页面文字 —
**********
Study on Saltwater Drilling Fluid Treated with Hydrophobic Nano SiO₂

1. College of Engineering, China University of Geosciences (Wuhan), Wuhan, Hubei 430074;
2. College of Petroleum Engineering, China University of Petroleum (Beijing), Beijing 100083

摘要

摘要: 由于页岩地层层理和裂缝发育，且具有水化性，因此在钻井作业中常面临井壁稳定、降摩减阻、岩屑清除等难题。为此，优选了疏水型纳米二氧化硅作为泥页岩封堵剂，以减少水分侵入，抑制泥页岩水化膨胀。通过钻井液常规性能测试、扫描电镜分析，评价了不同纳米二氧化硅对盐水钻井液的影响。结果表明：①疏水型纳米二氧化硅具强疏水性与强吸附性，能吸附在泥饼上，形成纳米颗粒隔水层，有效降低滤失量；②纳米二氧化硅加量为1%~3%时，疏水型固体纳米二氧化硅可使钻井液滤失量降低48.7%，疏水型纳米二氧化硅分散液可使钻井液滤失量降低41.67%，但固体颗粒易团聚，易失去纳米颗粒特性；③在180℃、NaCl含量25%、分散液加量3%条件下，钻井液滤失量为8.2mL；在室温~180℃下，钻井液水活度稳定在0.815~0.849，页岩膨胀率在4%左右，具有较强的抑制性；钻井液的润滑系数稳定在0.11~0.12，润滑性能较好。综合考虑滤失量、稳定性和性价比等因素，选定基于3%疏水型纳米二氧化硅分散液和25%NaCl的钻井液体系为最优配方。
**********
所给资料 —
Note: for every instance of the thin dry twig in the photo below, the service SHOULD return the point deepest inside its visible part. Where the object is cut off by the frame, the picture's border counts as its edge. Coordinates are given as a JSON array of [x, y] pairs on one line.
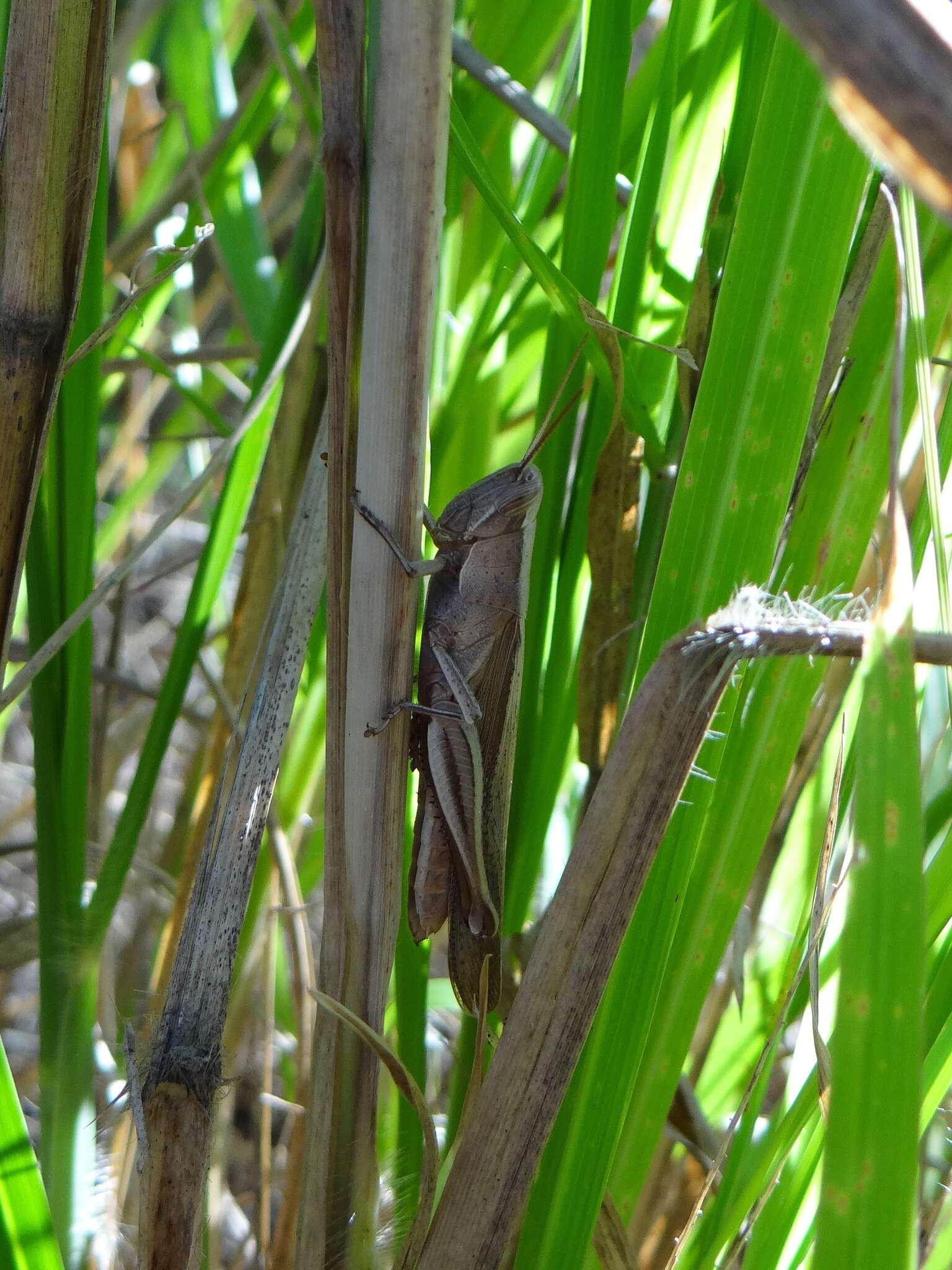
**********
待做任务 —
1. 把盐水钻井液研究这篇页面文字里的下面这句话译成英文：“为此，优选了疏水型纳米二氧化硅作为泥页岩封堵剂，以减少水分侵入，抑制泥页岩水化膨胀。”
2. 请从盐水钻井液研究的页面文字停下的地方接着往下写。

任务结果 —
1. To this end, hydrophobic nano silica was selected as a shale plugging agent to reduce water invasion and inhibit the hydration swelling of shale.

2.
- 页岩气 /
- 盐水钻井液 /
- 疏水型纳米二氧化硅 /
- 封堵剂
Abstract: Shale drilling is always faced with these problems such as borehole wall instability, high friction and drag and borehole cleaning etc. resulted from shales with developed beddings and fractures, and shale hydration. A hydrophobic nano SiO₂ was selected as a plugging agent used to reduce water invasion into the fractures in shales, and hence to inhibit the shales from hydrating and swelling. The effects of different nano SiO₂ on brine drilling fluids have been studied through laboratory experiments on regular mud property and SEM analyses. It was found that ① the hydrophobic SiO₂ has strong hydrophobicity and adsorbability; the SiO₂ powder can form a barrier to water invasion by adsorbing onto mud cakes, thereby effectively reduces the filtration rate. ② the solid hydrophobic SiO₂ at 1%- 3%reduces the filter loss by 48.7%, while a hydrophobic SiO₂ suspensions reduces the filter loss by 41.67%, but the solid hydrophobic SiO₂ tends to agglomerate, thus losing the nano features.③ at 180℃, drilling fluid treated with 25%NaCl and 3%hydrophobic SiO₂ suspensions has filter loss of 8.2 mL. At room temperature to 180℃, the water activity of drilling fluids treated with the hydrophobic SiO₂ is 0.815 - 0.849, and the percent swelling of shale cores is about 4%, meaning that the SiO₂ has strong inhibitive capacity. The coefficient of friction of drilling fluids treated with the hydrophobic SiO₂ is 0.11 - 0.12, meaning the SiO₂ treated drilling fluids have good lubricity. With all factors such as filter loss, stability and cost efficiency considered, a drilling fluid containing 3%hydrophobic SiO₂ suspension and 25%NaCl is the optimum formulation.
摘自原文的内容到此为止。